BEGIN
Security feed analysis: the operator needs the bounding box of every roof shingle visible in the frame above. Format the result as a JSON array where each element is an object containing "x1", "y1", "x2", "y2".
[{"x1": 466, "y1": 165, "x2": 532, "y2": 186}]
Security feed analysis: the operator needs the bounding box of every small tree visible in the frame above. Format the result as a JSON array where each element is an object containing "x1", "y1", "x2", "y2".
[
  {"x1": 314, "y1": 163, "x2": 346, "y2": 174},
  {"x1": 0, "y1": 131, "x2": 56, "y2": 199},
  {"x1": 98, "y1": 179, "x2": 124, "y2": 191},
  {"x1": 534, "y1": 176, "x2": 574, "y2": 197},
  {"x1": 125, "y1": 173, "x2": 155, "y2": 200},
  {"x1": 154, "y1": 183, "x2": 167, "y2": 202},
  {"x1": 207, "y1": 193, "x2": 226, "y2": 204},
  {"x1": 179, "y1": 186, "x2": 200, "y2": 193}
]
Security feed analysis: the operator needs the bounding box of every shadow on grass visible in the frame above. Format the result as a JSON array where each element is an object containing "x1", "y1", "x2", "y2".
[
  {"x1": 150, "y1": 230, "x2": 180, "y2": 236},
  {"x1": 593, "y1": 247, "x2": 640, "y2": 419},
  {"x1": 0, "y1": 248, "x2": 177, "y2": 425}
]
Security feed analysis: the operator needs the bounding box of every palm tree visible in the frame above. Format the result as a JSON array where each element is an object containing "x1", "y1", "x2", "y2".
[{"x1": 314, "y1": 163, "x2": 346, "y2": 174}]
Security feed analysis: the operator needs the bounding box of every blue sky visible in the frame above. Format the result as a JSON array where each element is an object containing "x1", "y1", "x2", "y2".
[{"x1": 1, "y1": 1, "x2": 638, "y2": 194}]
END
Give the entries once more, exactly as they appear.

Security feed analysis: the operator needs the bounding box of every roof shingle visible in the frame above. Format the result as a JSON array where each element is an object containing "x1", "y1", "x2", "y2".
[{"x1": 466, "y1": 165, "x2": 532, "y2": 186}]
Security feed analysis: the operator needs the bounding box of every small tree visible in the frame above. Format the result as a JSON array where each element is an object containing "x1", "y1", "x2", "y2".
[
  {"x1": 314, "y1": 163, "x2": 346, "y2": 174},
  {"x1": 0, "y1": 131, "x2": 56, "y2": 199},
  {"x1": 98, "y1": 179, "x2": 124, "y2": 191},
  {"x1": 534, "y1": 176, "x2": 574, "y2": 197},
  {"x1": 125, "y1": 173, "x2": 155, "y2": 200},
  {"x1": 154, "y1": 183, "x2": 167, "y2": 202},
  {"x1": 207, "y1": 193, "x2": 226, "y2": 204},
  {"x1": 179, "y1": 186, "x2": 200, "y2": 193}
]
Security feed analysis: the operator needs the bounding box of every shadow on grass visible in the frame above. Format the result as a JSON array where each element is an object containing "x1", "y1", "x2", "y2".
[
  {"x1": 150, "y1": 230, "x2": 180, "y2": 236},
  {"x1": 593, "y1": 247, "x2": 640, "y2": 419},
  {"x1": 0, "y1": 248, "x2": 177, "y2": 425}
]
Security feed analysis: the operator needs the bounding box of every palm tree visible in the frame above. Format the result as a JSON array where each element is an object containing "x1", "y1", "x2", "y2".
[{"x1": 314, "y1": 163, "x2": 346, "y2": 174}]
Security feed analysis: the operator needs the bounding box of every blue sky visible in the frame above. Format the result as a JSON array where each element is an object containing "x1", "y1", "x2", "y2".
[{"x1": 1, "y1": 1, "x2": 638, "y2": 194}]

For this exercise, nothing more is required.